Zu lesender Text
^^^^^^^^^^^^^^^^

# Samba - Spezielle Dateinamen verbieten?

## DooMi

aloha!  :Smile: 

da die suche nichts prickelndes ergab, hier mal der thread.

ich versuche schon länger - besser gesagt immer mal wieder - meinem samba (3.0.22) beizubringen das er spezielle dateinamen nicht erstellen lassen soll. zum beispiel ist da diese lästige "thumbs.db" von windows xp.

habe schon vor 1-2 monaten mal mit der documentation versucht ein bissl rumzufrickeln, aber nichts passendes gefunden.

hat jemand dafür eine lösung parat?

gruß, doomsn

----------

## XMath

Namd,

wie wäre sowas in der Richtung hier:

Samba VFS MIME types  :Question: 

----------

## DooMi

 *XMath wrote:*   

> Namd,
> 
> wie wäre sowas in der Richtung hier:
> 
> Samba VFS MIME types 

 

danke für den tip. sieht interessant aus.

^^^^^^^^^^^^^^^^

Extrahierte Daten
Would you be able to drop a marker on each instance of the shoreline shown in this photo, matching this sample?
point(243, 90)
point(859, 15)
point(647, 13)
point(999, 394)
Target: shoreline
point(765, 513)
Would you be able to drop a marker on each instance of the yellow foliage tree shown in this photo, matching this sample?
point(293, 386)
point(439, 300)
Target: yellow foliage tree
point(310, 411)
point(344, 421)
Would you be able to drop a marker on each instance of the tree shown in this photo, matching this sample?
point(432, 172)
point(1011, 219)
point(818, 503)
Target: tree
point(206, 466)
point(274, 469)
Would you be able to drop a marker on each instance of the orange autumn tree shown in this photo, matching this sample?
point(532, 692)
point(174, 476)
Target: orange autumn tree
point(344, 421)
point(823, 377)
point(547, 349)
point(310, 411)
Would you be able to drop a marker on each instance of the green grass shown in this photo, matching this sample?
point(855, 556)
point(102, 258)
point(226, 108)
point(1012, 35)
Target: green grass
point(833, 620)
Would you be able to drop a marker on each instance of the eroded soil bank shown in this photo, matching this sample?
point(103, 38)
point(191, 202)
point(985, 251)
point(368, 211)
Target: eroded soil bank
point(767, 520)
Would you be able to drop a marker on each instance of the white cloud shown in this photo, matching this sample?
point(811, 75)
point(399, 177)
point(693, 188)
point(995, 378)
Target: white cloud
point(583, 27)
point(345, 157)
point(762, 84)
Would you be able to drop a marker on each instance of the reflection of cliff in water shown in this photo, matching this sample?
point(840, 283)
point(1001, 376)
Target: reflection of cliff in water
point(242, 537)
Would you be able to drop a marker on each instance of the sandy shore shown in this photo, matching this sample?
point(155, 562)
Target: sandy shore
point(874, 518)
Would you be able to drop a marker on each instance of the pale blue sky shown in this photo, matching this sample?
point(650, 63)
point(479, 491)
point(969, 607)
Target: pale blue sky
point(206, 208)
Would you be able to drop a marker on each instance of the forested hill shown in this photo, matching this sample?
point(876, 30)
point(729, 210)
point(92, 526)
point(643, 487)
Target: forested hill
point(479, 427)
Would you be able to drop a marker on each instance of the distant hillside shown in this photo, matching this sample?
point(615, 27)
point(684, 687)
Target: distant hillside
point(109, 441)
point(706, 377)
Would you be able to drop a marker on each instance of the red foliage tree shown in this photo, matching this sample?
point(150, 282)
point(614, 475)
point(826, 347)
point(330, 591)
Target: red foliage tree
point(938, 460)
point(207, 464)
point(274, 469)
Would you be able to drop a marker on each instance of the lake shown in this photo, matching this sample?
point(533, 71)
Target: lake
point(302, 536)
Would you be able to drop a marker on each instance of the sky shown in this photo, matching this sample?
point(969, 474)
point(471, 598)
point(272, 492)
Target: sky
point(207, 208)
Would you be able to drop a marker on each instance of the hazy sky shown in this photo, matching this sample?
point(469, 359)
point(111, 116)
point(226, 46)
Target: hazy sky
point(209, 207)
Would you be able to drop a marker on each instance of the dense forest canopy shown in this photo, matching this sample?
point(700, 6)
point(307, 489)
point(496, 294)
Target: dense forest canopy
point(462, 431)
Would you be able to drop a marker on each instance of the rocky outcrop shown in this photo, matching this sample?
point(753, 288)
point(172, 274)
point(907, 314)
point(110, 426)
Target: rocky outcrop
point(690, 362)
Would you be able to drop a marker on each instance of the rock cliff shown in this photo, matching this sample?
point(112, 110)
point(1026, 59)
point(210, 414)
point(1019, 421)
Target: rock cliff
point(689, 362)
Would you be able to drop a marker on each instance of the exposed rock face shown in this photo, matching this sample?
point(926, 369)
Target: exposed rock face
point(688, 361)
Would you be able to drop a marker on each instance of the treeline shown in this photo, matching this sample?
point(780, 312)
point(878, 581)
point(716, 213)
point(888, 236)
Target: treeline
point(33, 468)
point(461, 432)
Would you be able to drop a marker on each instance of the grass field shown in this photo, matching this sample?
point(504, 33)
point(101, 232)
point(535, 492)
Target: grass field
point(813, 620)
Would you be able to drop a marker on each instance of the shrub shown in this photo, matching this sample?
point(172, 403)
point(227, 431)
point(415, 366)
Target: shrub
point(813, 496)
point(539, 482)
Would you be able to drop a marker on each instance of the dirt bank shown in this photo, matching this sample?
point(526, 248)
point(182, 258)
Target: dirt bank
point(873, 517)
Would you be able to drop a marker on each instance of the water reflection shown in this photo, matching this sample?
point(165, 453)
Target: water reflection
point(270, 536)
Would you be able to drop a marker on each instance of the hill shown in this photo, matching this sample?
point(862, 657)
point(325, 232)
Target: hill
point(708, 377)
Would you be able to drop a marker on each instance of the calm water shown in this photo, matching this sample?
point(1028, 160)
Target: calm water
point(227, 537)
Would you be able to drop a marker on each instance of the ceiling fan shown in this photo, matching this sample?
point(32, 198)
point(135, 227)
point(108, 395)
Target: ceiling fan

^^^^^^^^^^^^^^^^

Aufgabe A
Beantworten Sie anhand des Forumsthreads über Samba folgende Fragen:
(i) Welche Samba-Version verwendet DooMi?
(ii) Welche Datei nennt DooMi als Beispiel für einen unerwünschten Dateinamen?
(iii) Was schlägt XMath als mögliche Lösung vor?
Aufgabe B
Wiederholen Sie wörtlich einen Abschnitt aus dem Forumsthread über Samba: Beginnen Sie bei den Worten „da die suche“, und enden Sie nach „eine lösung parat?“.

Antwort A
(i) Samba 3.0.22
(ii) Die Datei „thumbs.db“ von Windows XP
(iii) Samba VFS MIME types

Antwort B
da die suche nichts prickelndes ergab, hier mal der thread.

ich versuche schon länger - besser gesagt immer mal wieder - meinem samba (3.0.22) beizubringen das er spezielle dateinamen nicht erstellen lassen soll. zum beispiel ist da diese lästige "thumbs.db" von windows xp.

habe schon vor 1-2 monaten mal mit der documentation versucht ein bissl rumzufrickeln, aber nichts passendes gefunden.

hat jemand dafür eine lösung parat?